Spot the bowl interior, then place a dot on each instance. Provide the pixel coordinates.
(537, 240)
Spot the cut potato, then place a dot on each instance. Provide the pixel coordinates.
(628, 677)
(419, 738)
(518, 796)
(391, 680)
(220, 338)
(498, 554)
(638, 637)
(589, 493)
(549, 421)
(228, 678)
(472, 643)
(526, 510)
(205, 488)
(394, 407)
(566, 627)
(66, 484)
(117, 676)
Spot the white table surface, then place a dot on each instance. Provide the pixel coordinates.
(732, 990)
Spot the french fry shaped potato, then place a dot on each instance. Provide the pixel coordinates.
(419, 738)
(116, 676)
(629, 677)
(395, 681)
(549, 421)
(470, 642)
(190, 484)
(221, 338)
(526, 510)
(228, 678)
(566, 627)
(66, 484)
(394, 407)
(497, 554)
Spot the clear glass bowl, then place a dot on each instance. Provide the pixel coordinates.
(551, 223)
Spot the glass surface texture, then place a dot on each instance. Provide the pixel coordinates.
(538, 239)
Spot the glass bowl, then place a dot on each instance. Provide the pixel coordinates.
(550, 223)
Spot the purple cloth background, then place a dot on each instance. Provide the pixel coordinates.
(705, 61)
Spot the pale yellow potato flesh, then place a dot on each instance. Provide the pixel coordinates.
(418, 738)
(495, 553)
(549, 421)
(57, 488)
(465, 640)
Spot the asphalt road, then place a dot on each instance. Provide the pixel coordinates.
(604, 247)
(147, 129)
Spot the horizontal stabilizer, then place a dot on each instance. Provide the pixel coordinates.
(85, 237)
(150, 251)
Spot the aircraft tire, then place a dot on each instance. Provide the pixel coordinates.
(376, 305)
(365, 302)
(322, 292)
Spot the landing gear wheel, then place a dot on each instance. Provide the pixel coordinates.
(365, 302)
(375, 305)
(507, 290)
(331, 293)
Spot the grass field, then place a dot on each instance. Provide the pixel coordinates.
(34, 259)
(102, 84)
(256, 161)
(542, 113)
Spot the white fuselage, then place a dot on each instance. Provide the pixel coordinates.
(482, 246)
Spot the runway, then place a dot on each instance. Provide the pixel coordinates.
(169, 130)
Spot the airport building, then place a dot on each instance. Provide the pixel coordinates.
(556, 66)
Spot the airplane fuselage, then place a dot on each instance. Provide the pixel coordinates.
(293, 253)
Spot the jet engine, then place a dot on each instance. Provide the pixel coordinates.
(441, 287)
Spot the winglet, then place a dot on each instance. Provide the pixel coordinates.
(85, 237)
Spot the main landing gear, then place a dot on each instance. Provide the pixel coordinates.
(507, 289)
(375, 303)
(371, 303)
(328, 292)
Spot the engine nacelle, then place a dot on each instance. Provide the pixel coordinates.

◆ Objective
Render every row above as a JSON list of strings, one string per line, and leave out any blank lines.

◆ Result of the task
[
  "Spot the bowl interior, then place a dot on each instance. Provide the pixel coordinates.",
  "(537, 240)",
  "Spot the cut potato, then place a dot on each instance. Provide the pixel coordinates.",
  "(628, 677)",
  "(419, 738)",
  "(518, 796)",
  "(391, 680)",
  "(220, 338)",
  "(498, 554)",
  "(638, 637)",
  "(589, 493)",
  "(549, 421)",
  "(228, 678)",
  "(472, 643)",
  "(526, 510)",
  "(205, 488)",
  "(394, 407)",
  "(566, 627)",
  "(66, 484)",
  "(117, 676)",
  "Spot the white table surface, then place a dot on each instance. Provide the pixel coordinates.",
  "(732, 990)",
  "Spot the french fry shaped potato, then place a dot on each instance. Provide the pixel coordinates.",
  "(419, 738)",
  "(116, 676)",
  "(629, 677)",
  "(395, 681)",
  "(549, 421)",
  "(470, 642)",
  "(190, 484)",
  "(221, 338)",
  "(526, 510)",
  "(228, 678)",
  "(566, 627)",
  "(66, 484)",
  "(394, 407)",
  "(497, 554)",
  "Spot the clear glass bowl, then place a dot on each instance. Provide the pixel coordinates.",
  "(551, 223)",
  "Spot the glass surface texture, then place a dot on each instance. Provide the pixel coordinates.",
  "(538, 239)",
  "Spot the glass bowl, then place a dot on each instance. Provide the pixel coordinates.",
  "(550, 223)",
  "Spot the purple cloth background, then place a dot on each instance. Provide the pixel coordinates.",
  "(705, 61)",
  "Spot the pale yellow potato flesh, then place a dot on each instance. Provide the pixel coordinates.",
  "(418, 738)",
  "(495, 553)",
  "(549, 421)",
  "(57, 488)",
  "(465, 640)",
  "Spot the asphalt road, then place a dot on each instance. Provide the pixel coordinates.",
  "(604, 247)",
  "(147, 129)",
  "Spot the horizontal stabilizer, then place a dot on each instance. Provide the pixel coordinates.",
  "(85, 237)",
  "(150, 251)",
  "Spot the aircraft tire, then place a dot on each instance. Provide the pixel coordinates.",
  "(376, 305)",
  "(365, 302)",
  "(322, 292)",
  "Spot the landing gear wheel, then place a dot on each instance. Provide the pixel coordinates.",
  "(365, 302)",
  "(375, 305)",
  "(507, 290)",
  "(331, 293)",
  "Spot the grass field, then place a dot on each instance. Provide the pixel coordinates.",
  "(34, 259)",
  "(102, 84)",
  "(256, 161)",
  "(542, 113)",
  "Spot the white fuselage, then place a dot on each instance. Provide the pixel coordinates.",
  "(482, 246)",
  "Spot the runway, then place a dot on each instance. Provide the pixel coordinates.",
  "(169, 130)",
  "Spot the airport building, then place a dot on each instance. Provide the pixel coordinates.",
  "(556, 66)",
  "Spot the airplane fuselage, then place a dot on each instance. Provide the pixel coordinates.",
  "(293, 253)",
  "Spot the jet engine, then place a dot on each instance. Provide the pixel coordinates.",
  "(441, 287)",
  "Spot the winglet, then place a dot on each instance. Provide the pixel coordinates.",
  "(85, 237)",
  "Spot the main landing gear, then place a dot on each instance. Provide the pixel coordinates.",
  "(507, 289)",
  "(375, 303)",
  "(371, 303)",
  "(328, 292)",
  "Spot the engine nacelle, then place a dot on each instance. Provide the pixel coordinates."
]